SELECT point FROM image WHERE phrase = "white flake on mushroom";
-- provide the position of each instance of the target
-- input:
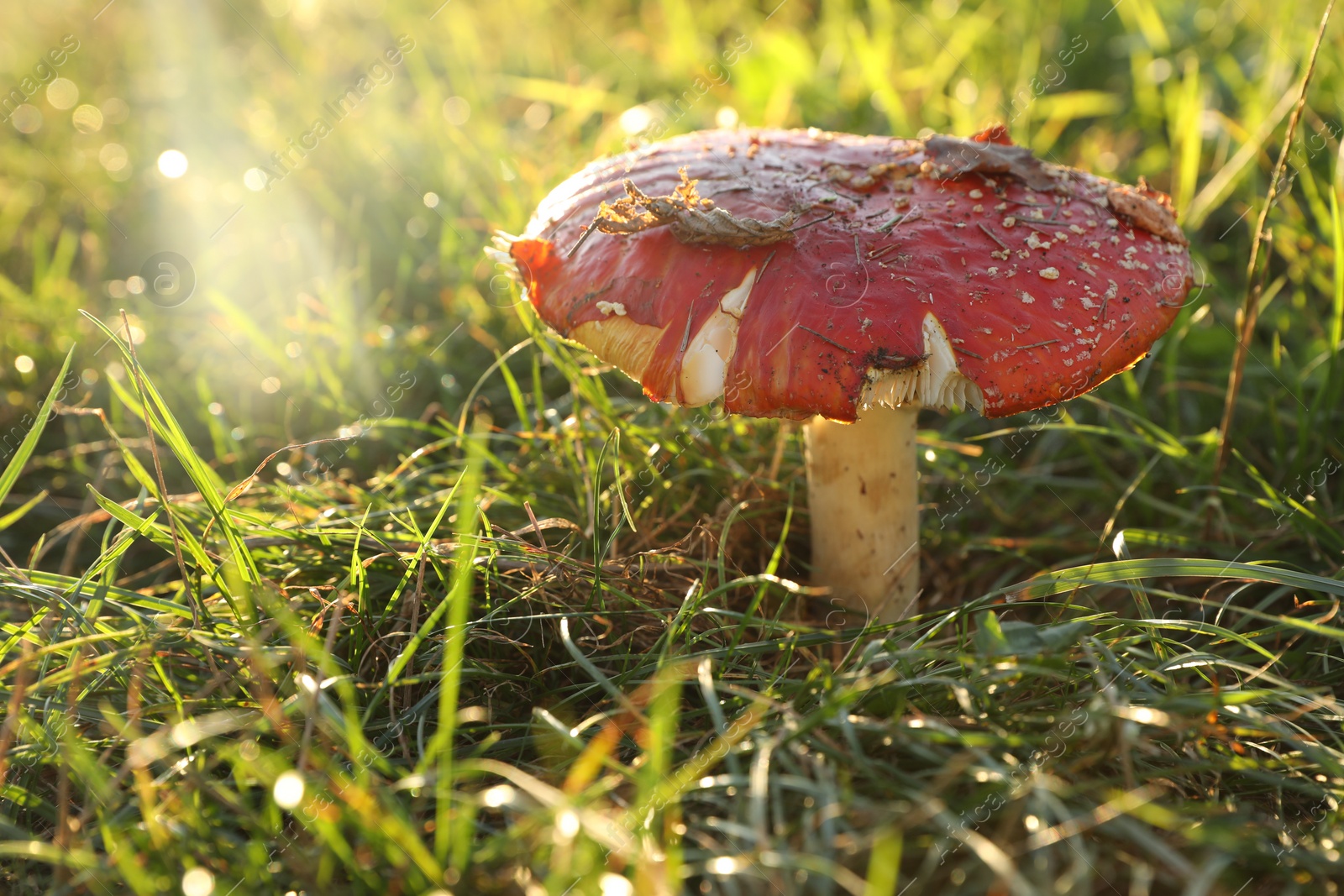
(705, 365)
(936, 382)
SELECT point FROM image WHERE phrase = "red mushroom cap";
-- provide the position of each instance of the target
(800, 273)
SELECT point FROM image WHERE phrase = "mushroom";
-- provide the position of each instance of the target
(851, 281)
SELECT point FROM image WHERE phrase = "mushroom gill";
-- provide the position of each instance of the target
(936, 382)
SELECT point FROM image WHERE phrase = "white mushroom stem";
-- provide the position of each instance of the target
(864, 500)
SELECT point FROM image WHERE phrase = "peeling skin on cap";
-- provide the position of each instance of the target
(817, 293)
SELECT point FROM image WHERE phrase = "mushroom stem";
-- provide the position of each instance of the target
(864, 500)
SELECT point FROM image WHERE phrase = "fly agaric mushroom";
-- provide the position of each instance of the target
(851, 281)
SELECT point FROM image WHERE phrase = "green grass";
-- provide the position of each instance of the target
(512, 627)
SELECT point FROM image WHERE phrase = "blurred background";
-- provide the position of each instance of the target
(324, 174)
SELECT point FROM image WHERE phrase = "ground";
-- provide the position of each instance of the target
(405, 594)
····················
## WHAT THE TASK REQUIRES
The expected output is the full material above, word for word, without pictures.

## TASK OUTPUT
SELECT point FROM image WHERE phrase = "white flake on mushroom";
-- provide the position of each instance of the target
-- input:
(705, 365)
(936, 382)
SELECT point FROM image WHERE phrase = "red mushroom cap";
-- provide the position of each instance of the target
(800, 273)
SELECT point FROM image WHERE phrase = "mushroom";
-- provide the position of each instance of the target
(851, 281)
SELECT point FROM image WHERE phrase = "mushroom gill";
-- provide the position of each instance of the target
(936, 382)
SELECT point FROM image WHERE phrase = "white mushroom stem";
-- provide the position of each instance of the target
(864, 500)
SELECT point FROM image WHERE phrase = "peeling skin on cap";
-- provide the position of each instance of the target
(817, 293)
SELECT point FROM image WHERE phrase = "mushroom stem";
-- provide the position of each instance of the target
(864, 500)
SELECT point FROM image WHERE phrase = "fly agaric mushroom";
-- provide the position of each instance of the target
(851, 281)
SELECT point FROM image WHERE phrase = "green grass";
-- provide the position of each instance of the target
(512, 627)
SELECT point FROM image WHERE phrase = "blurred background";
-- provide the position of each instance of the target
(324, 174)
SELECT point FROM image WHERE phrase = "ground";
-- provide the position of each instance of the target
(405, 594)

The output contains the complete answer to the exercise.